§ TEXT BLOCK:

──────────

British Cycling has announced how it expects its sanctioned cycling activities to restart in England. Although it says that plans are subject to change, it’s mapped out how and when it expects group riding, coaching and sportives to resume. It’s also working to firm up arrangements for Wales and Scotland.
If you’re just going for a non-organised ride on your own or with friends, the current guidance on exercise and social distancing in each UK nation (see below) will still apply.
British Cycling says that the key date is the week of 22 March, when it expects to have definitive guidance on grassroots sport from the government and Sport England. Currently, there remains uncertainty in a number of key areas including travel restrictions, indoor activity, spectating and facility use.
A statement from British Cycling’s cycling delivery director, Dani Every, said: “Like everybody in the cycling community, we are excited to get back to racing, riding with friends, coaching sessions and challenging ourselves.
“While we know that certain challenges remain, particularly in securing local permissions for road racing and Covid-secure uplift facilities in downhill mountain biking, we are working hard alongside our discipline commissions and other key stakeholder groups to find solutions.”
With schools now back, cycling can form part of school sports provision. You can still cycle alone, with your household or with one other person for exercise.
Starting 29 March, British Cycling affiliated club rides in England can restart with up to 15 riders (in Scotland the date for this is 12 March), as can outdoor coach-led training. Indoor coaching and competitions can also restart for under-18s and disabled people.
Sportives and club and local/regional competitions can restart from this date too and, British Cycling says, will not be subject to the rule of six. But riders will need to stay over one metre apart and follow guidance on things such as hygiene and equipment sharing.
When further opening up will occur is still not fixed, but British Cycling says that the next stage will start on 12 April at the earliest.
In Step two, British Cycling says that it expects to sanction regional and some national competitions and challenge events like sportives. It expects to pilot road racing and downhill mountain biking events with uplifts. In this step it also expects to start delivering educational courses.

──────────

§ DATASET:

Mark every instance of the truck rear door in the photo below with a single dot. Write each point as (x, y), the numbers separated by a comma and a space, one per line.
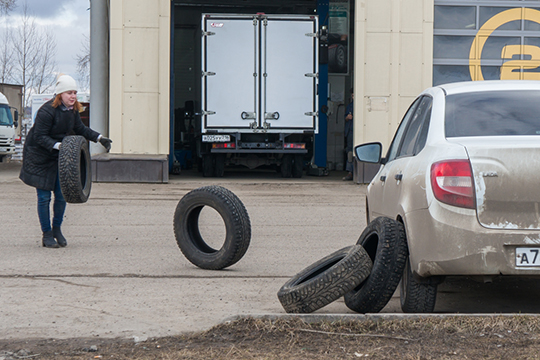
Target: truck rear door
(230, 66)
(290, 68)
(260, 72)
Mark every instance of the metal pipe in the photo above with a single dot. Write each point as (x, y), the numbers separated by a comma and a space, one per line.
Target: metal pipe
(99, 70)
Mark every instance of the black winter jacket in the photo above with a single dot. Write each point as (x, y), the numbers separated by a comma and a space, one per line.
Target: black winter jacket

──────────

Reproduce the text about British Cycling's plans for restarting cycling activities in England word for word, in full.

British Cycling has announced how it expects its sanctioned cycling activities to restart in England. Although it says that plans are subject to change, it’s mapped out how and when it expects group riding, coaching and sportives to resume. It’s also working to firm up arrangements for Wales and Scotland.
If you’re just going for a non-organised ride on your own or with friends, the current guidance on exercise and social distancing in each UK nation (see below) will still apply.
British Cycling says that the key date is the week of 22 March, when it expects to have definitive guidance on grassroots sport from the government and Sport England. Currently, there remains uncertainty in a number of key areas including travel restrictions, indoor activity, spectating and facility use.
A statement from British Cycling’s cycling delivery director, Dani Every, said: “Like everybody in the cycling community, we are excited to get back to racing, riding with friends, coaching sessions and challenging ourselves.
“While we know that certain challenges remain, particularly in securing local permissions for road racing and Covid-secure uplift facilities in downhill mountain biking, we are working hard alongside our discipline commissions and other key stakeholder groups to find solutions.”
With schools now back, cycling can form part of school sports provision. You can still cycle alone, with your household or with one other person for exercise.
Starting 29 March, British Cycling affiliated club rides in England can restart with up to 15 riders (in Scotland the date for this is 12 March), as can outdoor coach-led training. Indoor coaching and competitions can also restart for under-18s and disabled people.
Sportives and club and local/regional competitions can restart from this date too and, British Cycling says, will not be subject to the rule of six. But riders will need to stay over one metre apart and follow guidance on things such as hygiene and equipment sharing.
When further opening up will occur is still not fixed, but British Cycling says that the next stage will start on 12 April at the earliest.
In Step two, British Cycling says that it expects to sanction regional and some national competitions and challenge events like sportives. It expects to pilot road racing and downhill mountain biking events with uplifts. In this step it also expects to start delivering educational courses.